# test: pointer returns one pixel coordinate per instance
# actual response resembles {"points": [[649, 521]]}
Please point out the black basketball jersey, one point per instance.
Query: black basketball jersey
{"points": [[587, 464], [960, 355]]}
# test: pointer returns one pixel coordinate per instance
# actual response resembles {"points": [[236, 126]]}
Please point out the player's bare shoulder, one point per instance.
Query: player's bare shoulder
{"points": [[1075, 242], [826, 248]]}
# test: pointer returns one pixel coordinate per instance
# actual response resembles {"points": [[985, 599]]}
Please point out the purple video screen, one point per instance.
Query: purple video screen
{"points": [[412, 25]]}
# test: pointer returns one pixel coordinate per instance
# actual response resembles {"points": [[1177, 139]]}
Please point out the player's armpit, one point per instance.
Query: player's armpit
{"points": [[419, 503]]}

————

- _ABOUT THIS EXERCISE_:
Go through the records and output them all, word for word.

- _ANSWER SECTION_:
# test: pointer returns one pixel coordinate per instance
# actual response resembles {"points": [[649, 521]]}
Please point out the black basketball jersey, one point per instance.
Query: black basketball jersey
{"points": [[587, 464], [960, 355]]}
# test: pointer returns one pixel coordinate per instance
# actual response resembles {"points": [[236, 126]]}
Please point out the player's bare shoulder, one point per instance.
Query: player's bare shoulder
{"points": [[1075, 242], [826, 248]]}
# test: pointer returns one pixel coordinate per instance
# actual response resembles {"points": [[985, 599]]}
Please point out the purple video screen, one point per instance.
Query: purple video screen
{"points": [[412, 25]]}
# test: pointer returns one pixel coordinate per instance
# actual response resembles {"points": [[1177, 139]]}
Please point out the player's armpit, one point per instance.
Query: player's armpit
{"points": [[419, 503]]}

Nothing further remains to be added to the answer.